■ **ACTIVITY A**
In the blog posts, who made the short film called Indelible Mark?
■ **ACTIVITY B**
Rewrite the paragraph of the blog posts that begins "Tonight I watched a short film" as a shorter paragraph, keeping its main facts.
■ **ACTIVITY C**
Carry on the blog posts about brain injury from the point where they stop.

■ **PAGE EXTRACT**
- - -
Monday, April 30, 2012

Quilt Autopsy

My latest piece:


Too weird? 

Saturday, April 28, 2012

Indelible Mark

Something very cool happened today. I struggle to express my frustrations here on my blog. It helps but I end up still stuck with the same question. How can I explain how I feel when the part of me that can explain how I feel is damaged?

Tonight I watched a short film made by David Anthony Alvarado called Indelible Mark. It was an incredible experience because it articulated so well exactly what I was trying to say on Thursday. After the viewing someone asked the film maker what drew him to the subject of brain injury and he said it started as a philosophical question. Who are we if not our brain?

Here is a link: http://www.braininjurydocumentary.com/index.html

Everything we rely on to define ourselves – our memory, personality, physical abilities and mental capacity – can be altered significantly when the human brain suffers acute damage.


What I liked so much about the film was the absence of any sugar coating. It was not a film about triumph over adversity. It was a film about identity. 



Thursday, April 26, 2012

I want to be an inspiration, said the liar.

A philosophical question came up when I went to the art exhibit with the BIANYC group. Elliette was describing why she chose to make a portrait of one little girl from a famous nanny/shaken baby case over another equally famous case. She said something about the positive vibe she got from the first family. It probably affected the girl's recovery, she posited, not focusing on the loss and the anger.

I understand the sentiment and I do my best to see the positive in every situation but... sometimes it is annoying. I don't mean that it annoys me to be positive or that positive people annoy me. What bothers me is that the poster person for any ailment is the inspirational individual who overcame the worst circumstances and emerged a ray of sunshine.
- - -
[Natural-language object grounding data]

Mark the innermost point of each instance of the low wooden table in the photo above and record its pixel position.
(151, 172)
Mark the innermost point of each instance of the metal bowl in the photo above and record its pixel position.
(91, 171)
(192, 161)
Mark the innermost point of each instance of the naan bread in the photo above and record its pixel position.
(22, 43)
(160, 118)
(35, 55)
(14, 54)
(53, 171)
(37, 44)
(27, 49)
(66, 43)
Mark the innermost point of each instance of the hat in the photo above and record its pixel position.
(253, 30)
- - -
■ **OUTPUT A**
David Anthony Alvarado made it.

■ **OUTPUT B**
Tonight I watched Indelible Mark, a short film by David Anthony Alvarado, and it captured exactly what I had tried to say on Thursday. Asked afterward why he chose brain injury as a subject, he said it began as a philosophical question: who are we if not our brain?

■ **OUTPUT C**
Okay, don't jump on me just yet. I love puppies and birthday parties and sunshine. I am human. It's just that sometimes when I am really angry, I would like to hear about someone who had a crappy day. I want to read about someone who woke up in the morning and realized they still had a brain injury and it still sucked. Do I want them to wallow and suffer? No, but I'm calling bullshit on the happily ever after story.

There is beauty in the pain and the ugly side to the struggle. I think I just wanted to see a portrait of a real person on a real day facing brain injury without a smile. It is hard. It takes a lot of effort to maneuver the day remembering to eat and rest, to leave the house without pissing someone off or forgetting something important. A person who faces obstacles and endures, with or without a smile, is pretty good in my book.

After my brain surgery, people called me "brave." I do not think it takes bravery. What was the alternative? I guess I could have taken my chances and risked living with a bleeding cavernoma in my brain stem. I could have kicked and screamed and cried with fear as they dragged me into surgery. I just lay their on the table oblivious while they cut off my ear and peeled it back so they could burrow in and take out the tumor. I woke up and that was how I knew I was alive.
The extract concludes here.